→ SELECTED EXTRACT
━━━━━━
If approved, the government would spend $24.4 billion to
guarantee 2.2 million modified loans through the end of next year. The FDIC said
government backing will make the lending industry more willing to modify loans
because it will share any losses with mortgage companies that agree to
refinance certain home loans if the borrower defaults again.
"We think it's essential that we actually strike at the
underlying cause of the problems in the financial markets," said Michael
Krimminger, special adviser for policy at the FDIC, according to the Washington
Post. "We think it's time to make a decisive difference in the housing
markets on foreclosures."
Even if a third of those borrowers default again, 1.5
million homes will still be saved from foreclosure, the Associated Press
reported.
"Although foreclosures are costly to lenders, borrowers
and communities, the pace of loan modifications continues to be extremely
slow," the FDIC said. "It is imperative to provide incentives to
achieve a sufficient scale in loan modifications to stem the reductions in
housing prices and rising foreclosures."
The FDIC said it would pay mortgage servicers $1,000 to
cover expenses for each loan modified to the required standards, and would
promise to share up to half of losses incurred if a modified loan defaults.
━━━━━━
→ DATA
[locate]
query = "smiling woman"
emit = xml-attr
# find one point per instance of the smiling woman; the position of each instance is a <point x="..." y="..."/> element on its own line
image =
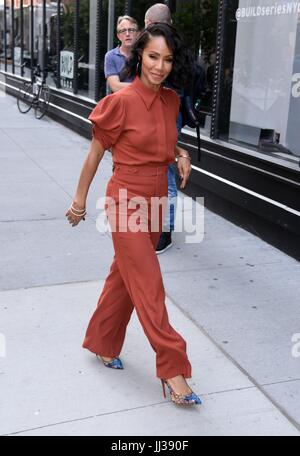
<point x="128" y="122"/>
━━━━━━
→ SET TASK 1
Return the FDIC loan-modification passage word for word, from "The FDIC said it" to "modified loan defaults.".
→ SET TASK 2
Carry the FDIC loan-modification passage forward, beginning after its final sentence.

→ TASK RESPONSE 1
The FDIC said it would pay mortgage servicers $1,000 to
cover expenses for each loan modified to the required standards, and would
promise to share up to half of losses incurred if a modified loan defaults.

→ TASK RESPONSE 2
Eligible borrowers would include those who have missed at
least two monthly payments on loans for homes they live in. Servicers would be
expected to lower those borrowers' monthly payments to about 31 percent of the
borrowers' monthly income.
"The
government is getting something in return for this, which is keeping these
houses off the foreclosure rolls. Because these escalating foreclosures [are]
creating more and more downward pressure on home prices, which is having a very
negative impact on our economy," FDIC chief Sheila Bair said on NPR Friday
morning.
The plan could be funded from the U.S. Treasury's $700
billion bailout program for the financial industry, Reuters reported. Most of
the money used so far in the Troubled Asset Relief Program, or TARP, bailout
program has been injected as capital into banks in hopes of unfreezing lending.
FDIC Chairman Sheila Bair, who spent weeks unsuccessfully
lobbying Bush administration officials for the foreclosure prevention plan,
unveiled her agency's proposal two days after Treasury Secretary Henry Paulson
dismissed the idea of the government underwriting failing home loans.
Paulson told reporters on Wednesday, "That (foreclosure
plan) is a subsidy, or spending, program. The TARP was investment, not
spending."
The Treasury Department said Friday that it was aggressively
searching for ways to reduce skyrocketing home foreclosures under the TARP plan.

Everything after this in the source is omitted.